● Given request A:
Duplicate the records below exactly, from their first line up to and including the line with "point(323, 445)", and leave the pictures out of your copy.

Start of Document

Congratulations if you won your Bad Quarterback League. Guess what? Everyone else didn’t, so stop gloating and start sending e-mails requesting your league fees. Good luck with that.
The rest of us are moving on with our lives, on to things like watching DeMarcus Cousins implode, mourning the death of Darth Vader, and looking forward to one last skewering of Timothy Richard Tebow and the gang on the final BQBL Scorecard before doing our first bit of actual work in 2012. Now about that
Denver Broncos (Tim Tebow), 80 points: Now that we have some prospective and a full season of samples to look at, I can say with confidence that tracking the performance of National Football League quarterbacks through this fantasy league is stupid. However, it is also hilarious and strangely telling about a quarterback’s true value. There is a reason Aaron Rodgers' total for the entire season doesn’t come close to one Caleb Hanie game, there is a reason the nickname “Ryan Pickspatrick” became part of the BQBL vocabulary, and there is a reason Tim Tebow was racking up dozens of BQBL points each week. That’s because Timothy Richard Tebow is an atrocious, dreadful, embarrassment of a quarterback, and Denver’s defense won games despite his performance. Either that or he has God on speed dial and is just messing with us. Both are very much in play, but after Week 17, Vegas has “atrocious, dreadful embarrassment of a quarterback” at 2-1.

End of Document

● Given request B:
Set down the passage on the Bad Quarterback League word for word, from "Congratulations if you" up to and including "luck with that.".

Start of Material for this exercise

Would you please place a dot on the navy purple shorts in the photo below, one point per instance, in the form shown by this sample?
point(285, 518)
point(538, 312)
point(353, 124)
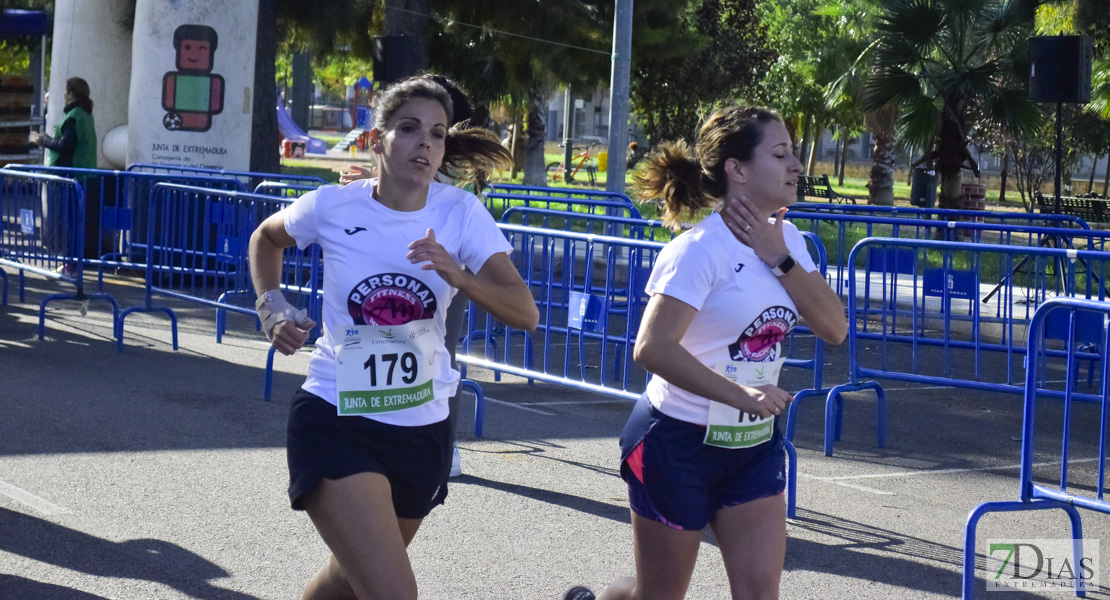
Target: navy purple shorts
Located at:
point(675, 479)
point(323, 445)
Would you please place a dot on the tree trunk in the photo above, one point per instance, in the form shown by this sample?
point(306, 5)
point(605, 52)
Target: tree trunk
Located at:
point(1006, 174)
point(265, 142)
point(803, 148)
point(844, 161)
point(1106, 179)
point(516, 144)
point(950, 192)
point(811, 160)
point(881, 124)
point(951, 149)
point(534, 169)
point(1090, 181)
point(881, 184)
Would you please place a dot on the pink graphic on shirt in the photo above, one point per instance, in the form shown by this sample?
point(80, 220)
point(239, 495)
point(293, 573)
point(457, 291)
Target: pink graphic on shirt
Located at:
point(391, 298)
point(759, 341)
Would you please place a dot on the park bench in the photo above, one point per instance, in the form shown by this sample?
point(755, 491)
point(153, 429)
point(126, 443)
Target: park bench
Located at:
point(1089, 209)
point(814, 186)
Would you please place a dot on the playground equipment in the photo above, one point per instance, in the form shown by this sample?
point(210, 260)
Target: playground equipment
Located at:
point(294, 134)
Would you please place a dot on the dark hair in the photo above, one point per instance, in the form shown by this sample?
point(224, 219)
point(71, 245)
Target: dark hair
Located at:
point(79, 89)
point(195, 32)
point(472, 153)
point(688, 180)
point(462, 108)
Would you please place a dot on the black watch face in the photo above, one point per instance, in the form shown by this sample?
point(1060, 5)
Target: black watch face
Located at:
point(787, 264)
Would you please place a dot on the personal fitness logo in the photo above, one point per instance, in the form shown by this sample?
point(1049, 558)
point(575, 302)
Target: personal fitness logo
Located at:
point(1042, 566)
point(390, 298)
point(759, 341)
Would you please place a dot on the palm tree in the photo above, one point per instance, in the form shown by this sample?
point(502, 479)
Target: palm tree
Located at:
point(942, 59)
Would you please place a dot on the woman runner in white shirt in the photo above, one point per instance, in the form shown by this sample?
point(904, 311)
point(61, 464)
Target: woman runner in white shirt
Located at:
point(369, 436)
point(703, 446)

End of Material for this exercise

● Complete output A:
Would you please place a dot on the navy purple shorts in the photo below, one point per instance, in the form shown by this sample?
point(285, 518)
point(538, 312)
point(353, 124)
Target: navy purple shorts
Located at:
point(675, 479)
point(323, 445)

● Complete output B:
Congratulations if you won your Bad Quarterback League. Guess what? Everyone else didn’t, so stop gloating and start sending e-mails requesting your league fees. Good luck with that.